**** Metin parçası

Doğum Günü Safsatası

Bizim kültürümüzde, dînimizde olmayan pasta ve mum üfleme safsatalarını ne güzel empoze etmişler. Dileklerimizi mum üflerken değil, dileklerin sunulduğu en yüce makam olan Rabbimiz’e secde ederek dilememiz gerektiği ne güzel de unutturulmuş.

Yıl boyunca arkadaşlarımın doğum günlerine gider, onların yaşları sayısınca pastanın üzerine dizilmiş mumları üflemelerini ve dilek tutarken gözlerini kapatarak tebessüm edişlerini izlerdim. Alkış-kıyamet, “İyi ki doğdun!..” şarkısını hep bir ağızdan söyler, ardından o güzelim kremalı pastaları büyük bir iştahla midelere indirirdik.

DOĞUM GÜNLERİ

Çocukluğumda katıldığım doğum günü partileri geliyor aklıma... Annemlerin yazlığındayım. Hafif bir esinti olsa da sıcak basmış her bir yanı. Çekirge orkestrası yerini almış, kulakları sağır edercesine bağrışıyorlar çamlarda... Yüzümde acı bir tebessüm; ben de doğum günü yaz tatiline denk gelen çocuklardandım. Âilemle küçük çaplı yaptığımız doğum günleri aklıma geliyor, komşu teyzeleri çağırdığı, arkadaşlarımın şehir dışında olup katılamadığı… Etrafımdaki seslere kulak kesiliyorum. Kumrular da nağmelerini sergiliyorlar. Önce yavaş yavaş başladıkları, hızlanıp sonra tekrar yavaşlayarak sustukları, birkaç saniyelik dinlenme ardından tekrar başladıkları “gu gu guk” sesleri.

İçimde garip, ama bir o kadar da güzel bir his var. Bu seslerle ürperiyorum. Gözlerimi kapatıyor ve tefekküre dalıyorum. «Lâ ilâhe illâllah» mı diyorlar? «İllâllah»daki vurgu gibi, onlarda “guk”a ayrı bir vurgu yapıyorlar. Çekirgelerin beyinleri delen sesleri yoksa onların zikir sesleri olmasın? Eğer öyleyse onlar ne diyorlar? Hayvanlar bu kadar zikirle meşgulken, biz insanlar niye bu kadar az zikrediyoruz?

********
**** Kaydedilen veriler

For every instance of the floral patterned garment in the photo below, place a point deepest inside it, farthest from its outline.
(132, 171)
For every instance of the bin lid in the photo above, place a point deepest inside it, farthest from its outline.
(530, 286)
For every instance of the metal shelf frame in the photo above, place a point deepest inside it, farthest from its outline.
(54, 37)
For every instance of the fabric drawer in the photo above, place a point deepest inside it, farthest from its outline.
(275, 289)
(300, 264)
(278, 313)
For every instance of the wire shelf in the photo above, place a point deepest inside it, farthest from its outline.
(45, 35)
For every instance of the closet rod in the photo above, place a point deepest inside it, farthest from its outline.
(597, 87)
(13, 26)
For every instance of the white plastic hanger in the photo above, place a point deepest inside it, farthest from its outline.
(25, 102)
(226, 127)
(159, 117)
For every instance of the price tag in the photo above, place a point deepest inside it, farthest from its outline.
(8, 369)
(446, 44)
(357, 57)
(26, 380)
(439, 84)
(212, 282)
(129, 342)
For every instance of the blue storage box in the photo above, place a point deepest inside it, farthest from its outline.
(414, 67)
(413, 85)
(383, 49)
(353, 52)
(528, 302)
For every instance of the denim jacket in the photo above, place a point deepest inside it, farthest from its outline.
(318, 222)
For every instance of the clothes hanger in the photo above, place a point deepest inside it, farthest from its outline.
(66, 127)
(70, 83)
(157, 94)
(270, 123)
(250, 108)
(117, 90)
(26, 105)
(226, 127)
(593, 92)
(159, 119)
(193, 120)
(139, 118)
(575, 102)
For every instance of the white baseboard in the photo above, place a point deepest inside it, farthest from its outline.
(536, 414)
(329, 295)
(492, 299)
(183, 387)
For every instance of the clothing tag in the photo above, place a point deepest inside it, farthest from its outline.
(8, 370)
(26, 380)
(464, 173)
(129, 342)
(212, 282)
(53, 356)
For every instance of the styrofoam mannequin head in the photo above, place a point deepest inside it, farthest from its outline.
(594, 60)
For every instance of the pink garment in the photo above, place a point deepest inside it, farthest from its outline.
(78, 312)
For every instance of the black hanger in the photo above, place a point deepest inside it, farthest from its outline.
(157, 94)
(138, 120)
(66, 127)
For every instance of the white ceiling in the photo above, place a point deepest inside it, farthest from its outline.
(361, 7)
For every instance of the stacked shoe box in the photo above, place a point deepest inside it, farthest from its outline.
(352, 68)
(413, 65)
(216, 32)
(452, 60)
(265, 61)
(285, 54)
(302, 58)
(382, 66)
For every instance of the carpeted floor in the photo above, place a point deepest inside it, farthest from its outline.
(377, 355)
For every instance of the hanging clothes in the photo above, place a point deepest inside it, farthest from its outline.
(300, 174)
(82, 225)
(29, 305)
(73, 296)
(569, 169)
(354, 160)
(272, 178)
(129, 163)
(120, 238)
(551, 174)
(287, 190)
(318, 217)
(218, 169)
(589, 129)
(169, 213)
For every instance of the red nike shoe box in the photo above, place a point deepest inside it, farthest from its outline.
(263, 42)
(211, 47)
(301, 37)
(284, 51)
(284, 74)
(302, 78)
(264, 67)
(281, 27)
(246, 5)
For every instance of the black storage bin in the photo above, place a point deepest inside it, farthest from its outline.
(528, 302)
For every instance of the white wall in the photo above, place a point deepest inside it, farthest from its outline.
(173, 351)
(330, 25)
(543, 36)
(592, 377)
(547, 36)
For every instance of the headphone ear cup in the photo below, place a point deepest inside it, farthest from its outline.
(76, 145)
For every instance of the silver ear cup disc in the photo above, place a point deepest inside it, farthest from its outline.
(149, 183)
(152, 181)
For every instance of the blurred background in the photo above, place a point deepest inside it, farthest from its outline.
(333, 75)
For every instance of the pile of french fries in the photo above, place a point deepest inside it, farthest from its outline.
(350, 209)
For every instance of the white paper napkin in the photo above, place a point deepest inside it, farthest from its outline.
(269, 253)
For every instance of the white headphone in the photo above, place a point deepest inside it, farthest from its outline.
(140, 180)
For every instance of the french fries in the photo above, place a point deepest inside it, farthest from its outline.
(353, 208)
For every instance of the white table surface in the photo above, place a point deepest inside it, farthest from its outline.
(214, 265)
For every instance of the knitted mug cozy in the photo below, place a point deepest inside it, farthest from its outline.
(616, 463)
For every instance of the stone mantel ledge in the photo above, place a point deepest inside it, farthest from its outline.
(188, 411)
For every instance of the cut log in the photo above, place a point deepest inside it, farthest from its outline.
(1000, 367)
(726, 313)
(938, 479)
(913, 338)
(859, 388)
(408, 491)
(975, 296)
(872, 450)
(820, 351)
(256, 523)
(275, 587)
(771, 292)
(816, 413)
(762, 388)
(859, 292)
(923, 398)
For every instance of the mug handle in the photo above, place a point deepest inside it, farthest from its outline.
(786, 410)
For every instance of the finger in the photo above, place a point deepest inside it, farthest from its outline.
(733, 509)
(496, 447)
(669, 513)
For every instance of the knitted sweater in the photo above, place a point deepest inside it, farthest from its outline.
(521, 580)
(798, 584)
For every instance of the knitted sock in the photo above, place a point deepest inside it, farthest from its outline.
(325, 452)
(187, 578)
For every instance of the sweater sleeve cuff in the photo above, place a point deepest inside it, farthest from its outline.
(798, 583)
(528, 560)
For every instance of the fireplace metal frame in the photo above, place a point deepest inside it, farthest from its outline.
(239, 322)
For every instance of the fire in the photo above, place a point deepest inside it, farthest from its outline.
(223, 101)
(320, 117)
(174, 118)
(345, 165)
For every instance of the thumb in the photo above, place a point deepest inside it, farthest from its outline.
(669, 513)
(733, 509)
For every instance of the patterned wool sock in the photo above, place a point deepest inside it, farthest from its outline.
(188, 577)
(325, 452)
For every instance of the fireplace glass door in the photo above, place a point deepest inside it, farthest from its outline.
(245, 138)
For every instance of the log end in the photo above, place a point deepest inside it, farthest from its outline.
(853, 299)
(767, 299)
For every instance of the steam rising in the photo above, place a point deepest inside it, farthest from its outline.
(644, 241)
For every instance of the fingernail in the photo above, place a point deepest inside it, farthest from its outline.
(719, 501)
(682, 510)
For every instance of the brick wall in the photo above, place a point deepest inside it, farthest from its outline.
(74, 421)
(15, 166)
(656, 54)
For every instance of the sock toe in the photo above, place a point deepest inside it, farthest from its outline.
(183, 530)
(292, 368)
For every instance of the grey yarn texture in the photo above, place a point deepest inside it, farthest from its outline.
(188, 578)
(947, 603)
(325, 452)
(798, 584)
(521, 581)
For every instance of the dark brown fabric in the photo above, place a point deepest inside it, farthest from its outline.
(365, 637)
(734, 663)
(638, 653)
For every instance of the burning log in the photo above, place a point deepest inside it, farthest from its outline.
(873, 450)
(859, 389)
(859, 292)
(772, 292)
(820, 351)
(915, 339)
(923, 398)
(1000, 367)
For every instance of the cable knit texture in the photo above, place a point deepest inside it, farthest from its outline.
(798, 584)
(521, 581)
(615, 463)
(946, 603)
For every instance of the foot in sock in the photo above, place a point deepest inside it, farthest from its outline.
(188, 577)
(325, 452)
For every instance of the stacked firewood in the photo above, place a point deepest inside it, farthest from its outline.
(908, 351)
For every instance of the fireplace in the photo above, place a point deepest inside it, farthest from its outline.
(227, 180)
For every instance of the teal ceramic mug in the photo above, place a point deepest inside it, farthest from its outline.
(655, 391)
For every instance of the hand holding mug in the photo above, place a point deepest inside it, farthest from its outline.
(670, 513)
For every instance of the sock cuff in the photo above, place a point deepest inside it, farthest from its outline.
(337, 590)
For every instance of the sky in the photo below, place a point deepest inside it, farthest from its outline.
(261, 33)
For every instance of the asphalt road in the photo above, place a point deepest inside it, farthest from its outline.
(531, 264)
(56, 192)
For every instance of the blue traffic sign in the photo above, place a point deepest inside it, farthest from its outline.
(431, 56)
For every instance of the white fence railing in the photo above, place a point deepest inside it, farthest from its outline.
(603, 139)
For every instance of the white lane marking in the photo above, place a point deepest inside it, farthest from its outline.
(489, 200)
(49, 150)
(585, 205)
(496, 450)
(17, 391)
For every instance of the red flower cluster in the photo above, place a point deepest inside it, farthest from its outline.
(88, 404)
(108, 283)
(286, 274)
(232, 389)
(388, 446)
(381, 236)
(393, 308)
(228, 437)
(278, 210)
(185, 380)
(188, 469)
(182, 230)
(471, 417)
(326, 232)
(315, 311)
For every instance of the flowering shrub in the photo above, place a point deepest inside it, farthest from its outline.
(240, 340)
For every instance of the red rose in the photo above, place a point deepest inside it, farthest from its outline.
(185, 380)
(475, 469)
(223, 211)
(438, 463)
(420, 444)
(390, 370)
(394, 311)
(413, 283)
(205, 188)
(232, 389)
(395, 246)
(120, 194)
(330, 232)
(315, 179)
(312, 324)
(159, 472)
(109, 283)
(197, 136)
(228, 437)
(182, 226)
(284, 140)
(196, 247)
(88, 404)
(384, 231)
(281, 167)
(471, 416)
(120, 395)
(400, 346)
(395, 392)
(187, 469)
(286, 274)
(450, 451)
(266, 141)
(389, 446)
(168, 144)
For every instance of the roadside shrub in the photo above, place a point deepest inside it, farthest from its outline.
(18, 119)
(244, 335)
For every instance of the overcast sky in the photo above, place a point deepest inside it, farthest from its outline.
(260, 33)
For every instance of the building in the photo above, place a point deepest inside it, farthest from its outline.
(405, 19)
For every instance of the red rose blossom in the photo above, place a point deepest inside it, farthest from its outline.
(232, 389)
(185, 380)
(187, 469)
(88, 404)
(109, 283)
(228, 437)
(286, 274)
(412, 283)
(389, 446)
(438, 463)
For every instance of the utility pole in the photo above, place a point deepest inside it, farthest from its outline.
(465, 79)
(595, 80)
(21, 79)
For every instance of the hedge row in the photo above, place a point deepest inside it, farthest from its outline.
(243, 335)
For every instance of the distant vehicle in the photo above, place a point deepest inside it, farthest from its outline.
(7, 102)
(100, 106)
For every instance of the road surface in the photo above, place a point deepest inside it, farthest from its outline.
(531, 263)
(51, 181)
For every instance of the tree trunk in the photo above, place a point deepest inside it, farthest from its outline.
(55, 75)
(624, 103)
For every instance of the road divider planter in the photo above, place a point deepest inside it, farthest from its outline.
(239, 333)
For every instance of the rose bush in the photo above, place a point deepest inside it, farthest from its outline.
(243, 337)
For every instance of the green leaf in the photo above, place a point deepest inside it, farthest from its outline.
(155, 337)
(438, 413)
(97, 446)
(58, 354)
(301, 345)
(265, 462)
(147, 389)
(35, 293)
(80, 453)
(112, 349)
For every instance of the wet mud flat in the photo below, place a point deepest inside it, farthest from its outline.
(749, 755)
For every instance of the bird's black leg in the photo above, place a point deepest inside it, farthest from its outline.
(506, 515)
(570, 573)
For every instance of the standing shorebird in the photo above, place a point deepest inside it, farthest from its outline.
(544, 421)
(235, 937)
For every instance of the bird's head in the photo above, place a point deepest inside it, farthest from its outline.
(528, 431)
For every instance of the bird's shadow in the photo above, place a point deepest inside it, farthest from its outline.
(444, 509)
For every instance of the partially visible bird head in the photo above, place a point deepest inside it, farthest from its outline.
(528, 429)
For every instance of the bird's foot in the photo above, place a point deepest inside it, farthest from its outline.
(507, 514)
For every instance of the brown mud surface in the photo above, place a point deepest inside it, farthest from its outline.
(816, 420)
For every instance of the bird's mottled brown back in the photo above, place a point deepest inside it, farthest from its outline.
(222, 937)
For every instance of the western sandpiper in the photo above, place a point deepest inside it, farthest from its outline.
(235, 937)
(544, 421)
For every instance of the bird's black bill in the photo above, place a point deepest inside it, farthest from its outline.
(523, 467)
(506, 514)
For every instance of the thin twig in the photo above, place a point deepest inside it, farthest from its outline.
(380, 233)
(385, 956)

********

■ **Alıştırma görevleri**:
**a.** Doğum günü yazısında “Çocukluğumda katıldığım doğum günü partileri” sözleriyle başlayan paragrafı, temel bilgilerini koruyarak daha kısa biçimde yeniden yazın.
**b.** Lütfen doğum günü yazısında "Doğum Günü Safsatası" sözlerinden aşağıya, "güzel de unutturulmuş." sözlerine kadar her şeyi aynen tekrar verin.
**c.** Doğum günü yazısını son cümlesinden sonra sürdürün.
Kayıtlar bu işte hiçbir rol oynamıyor.

■ **Cevaplar**:
**a.** Anlatıcı, çocukluğunda katıldığı doğum günü partilerini hatırlar. Ailesinin yazlığındadır. Hafif bir esinti olsa da hava sıcaktır ve çamlardaki çekirgeler kulakları sağır edercesine ses çıkarır. Doğum günü yaz tatiline denk geldiği için ailesiyle küçük çaplı kutlamalar yapılmıştır. Bu kutlamalara komşu teyzeler çağrılmış, şehir dışındaki arkadaşları ise katılamamıştır. Anlatıcı çevresindeki seslere kulak verir. Kumruların yavaş başlayıp hızlanan, sonra yavaşlayıp susan ve birkaç saniye sonra yeniden başlayan “gu gu guk” seslerini dinler.

**b.**
Doğum Günü Safsatası

Bizim kültürümüzde, dînimizde olmayan pasta ve mum üfleme safsatalarını ne güzel empoze etmişler. Dileklerimizi mum üflerken değil, dileklerin sunulduğu en yüce makam olan Rabbimiz’e secde ederek dilememiz gerektiği ne güzel de unutturulmuş.

**c.**
İSRAFTA SINIR TANIMAYAN

Bunlara cevap ararken gözlerimi açıyor, daha önceden hazırlayıp yanı başıma koyduğum meyve tabağımdan bir meyve seçip düşünceli düşünceli, usul usul ısırıyor, damağımda bıraktığı eşsiz lezzet için Rabbime şükrediyorum. Gözüm yerdeki karıncalara ilişiyor. Meyve yerken damlattığım sulara üşüşmüş karıncalar... Bu sefer de başlıyorum karıncaları izlemeye. Bir bir keşfediyorlar, yerdeki suyu. Sudan kapasitesince içen dönüp gidiyor, yarım kalan işini tamamlamaya… Şaşkın şaşkın onlara dakikalarca bakarken buluyorum kendimi... Ne kadar da kanaatkârlar. Sıcakta susamış insanları düşünüyorum, kana kana içse de gözü doymayan, şarıl şarıl israfta sınır tanımayan…

GAFLETLE GEÇEN YILLAR

Tekrar doğum günüm takılıyor kafama... Doğum günümü arkadaşlarımla kutlayamıyorum, renkli mumları üfleyemiyorum, gıcır gıcır hediye paketlerine sarılmış hediyeleri arkadaşlarımdan alamıyorum diye hüzünlendiğim çocukluk günlerim... Acı bir tebessüm kaplıyor yüzümü. Gafletle geçen yıllarım…

DOĞUM GÜNÜ KUTLAMAK CAİZ MİDİR?

Bizim kültürümüzde, dînimizde olmayan pasta ve mum üfleme safsatalarını ne güzel empoze etmişler. Dileklerimizi mum üflerken değil, dileklerin sunulduğu en yüce makam olan Rabbimiz’e secde ederek dilememiz gerektiği ne güzel de unutturulmuş. Neden çocukluğumuzda taze dimağlarımıza şükür, tevbe, hâcet için namazlar kılarak, Rabbimiz’e gönlümüzden geçenleri, göz yaşları eşliğinde arz etmenin en doğru yol olacağı söylenmemiş?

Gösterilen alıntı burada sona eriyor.